_Exercise details_
Present the rows below as a Markdown table with two columns, No for the running number and Line for the text, and leave out any blank lines.

_Supplied information_
== == ==
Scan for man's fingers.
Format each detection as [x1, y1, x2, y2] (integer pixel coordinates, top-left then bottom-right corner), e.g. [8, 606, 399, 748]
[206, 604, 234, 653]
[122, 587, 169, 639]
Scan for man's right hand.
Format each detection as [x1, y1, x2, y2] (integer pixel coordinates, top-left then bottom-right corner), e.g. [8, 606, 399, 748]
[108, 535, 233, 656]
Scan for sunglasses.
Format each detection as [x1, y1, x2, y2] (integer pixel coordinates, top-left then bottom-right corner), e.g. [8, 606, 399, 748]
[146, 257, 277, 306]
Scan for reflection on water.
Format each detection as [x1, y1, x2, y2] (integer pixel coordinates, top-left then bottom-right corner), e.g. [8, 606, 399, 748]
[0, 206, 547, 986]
== == ==
_Solution for this task_
| No | Line |
|---|---|
| 1 | Scan for man's fingers. |
| 2 | Format each detection as [x1, y1, x2, y2] (integer pixel coordinates, top-left then bottom-right corner), e.g. [8, 606, 399, 748] |
| 3 | [206, 604, 234, 653] |
| 4 | [122, 587, 169, 639] |
| 5 | Scan for man's right hand. |
| 6 | Format each detection as [x1, y1, x2, y2] (integer pixel coordinates, top-left then bottom-right corner), e.g. [8, 606, 399, 748] |
| 7 | [108, 535, 233, 656] |
| 8 | Scan for sunglasses. |
| 9 | Format each detection as [x1, y1, x2, y2] (integer pixel coordinates, top-left then bottom-right corner), e.g. [8, 606, 399, 748] |
| 10 | [146, 257, 277, 306] |
| 11 | Scan for reflection on water. |
| 12 | Format each detection as [x1, y1, x2, y2] (integer pixel coordinates, top-left then bottom-right corner), e.g. [8, 606, 399, 748] |
| 13 | [0, 206, 547, 986] |